▶ _Entries on locating named things_

------------------------------------

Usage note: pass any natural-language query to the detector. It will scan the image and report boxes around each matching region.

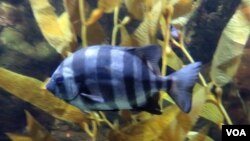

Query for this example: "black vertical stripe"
[155,76,163,90]
[72,48,86,83]
[123,52,138,109]
[96,47,118,109]
[72,48,90,94]
[141,64,151,101]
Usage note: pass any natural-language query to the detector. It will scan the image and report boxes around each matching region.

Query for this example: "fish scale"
[47,45,201,113]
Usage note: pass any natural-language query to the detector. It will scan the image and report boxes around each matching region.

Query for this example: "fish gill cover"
[0,0,246,141]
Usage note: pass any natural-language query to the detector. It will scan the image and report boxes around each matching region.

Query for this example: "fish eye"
[55,76,64,84]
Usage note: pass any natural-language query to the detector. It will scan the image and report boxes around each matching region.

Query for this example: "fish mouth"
[46,79,56,94]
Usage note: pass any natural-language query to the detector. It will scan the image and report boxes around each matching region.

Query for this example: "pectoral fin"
[81,93,104,103]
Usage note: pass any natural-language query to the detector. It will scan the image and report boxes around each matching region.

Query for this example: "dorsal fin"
[121,45,162,74]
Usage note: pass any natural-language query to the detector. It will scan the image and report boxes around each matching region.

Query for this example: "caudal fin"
[167,62,201,113]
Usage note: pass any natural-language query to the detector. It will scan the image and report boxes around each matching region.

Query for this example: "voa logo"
[226,129,247,136]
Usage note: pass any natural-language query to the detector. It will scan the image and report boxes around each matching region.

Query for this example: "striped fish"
[46,45,201,114]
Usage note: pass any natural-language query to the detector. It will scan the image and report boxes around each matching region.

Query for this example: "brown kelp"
[0,0,240,141]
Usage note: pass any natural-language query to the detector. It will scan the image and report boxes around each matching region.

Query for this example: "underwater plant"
[0,0,246,141]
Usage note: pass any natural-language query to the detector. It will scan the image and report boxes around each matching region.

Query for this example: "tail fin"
[166,62,201,113]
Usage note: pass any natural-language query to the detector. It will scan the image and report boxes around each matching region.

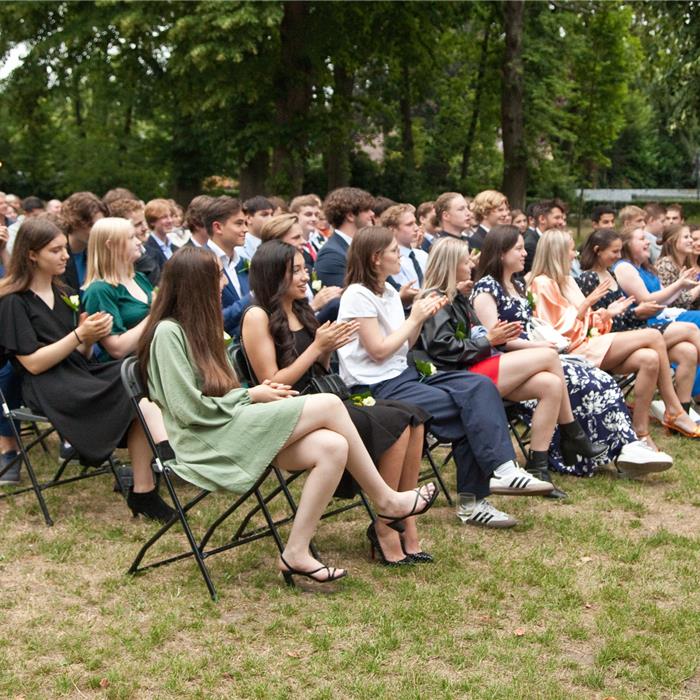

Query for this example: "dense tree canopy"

------------------------------------

▶ _TASK TO CARRY OUT_
Copy the listing above word for word, starting at its first line and ending at the line that contains "[47,45,201,113]". Leave out the pictures.

▶ _EXPECTED ANSWER_
Usage note: pass any natural-language query to the detector. It will scan the image and report boxes around each matching region.


Query for this example: "black vertical stripe"
[155,76,163,90]
[72,48,86,83]
[123,52,138,109]
[96,47,118,109]
[72,48,90,94]
[141,64,151,101]
Usage note: pass any natural-language query to the detector. It will scan the image and report boxes around each matching region.

Query for this example: "fish scale"
[47,45,201,113]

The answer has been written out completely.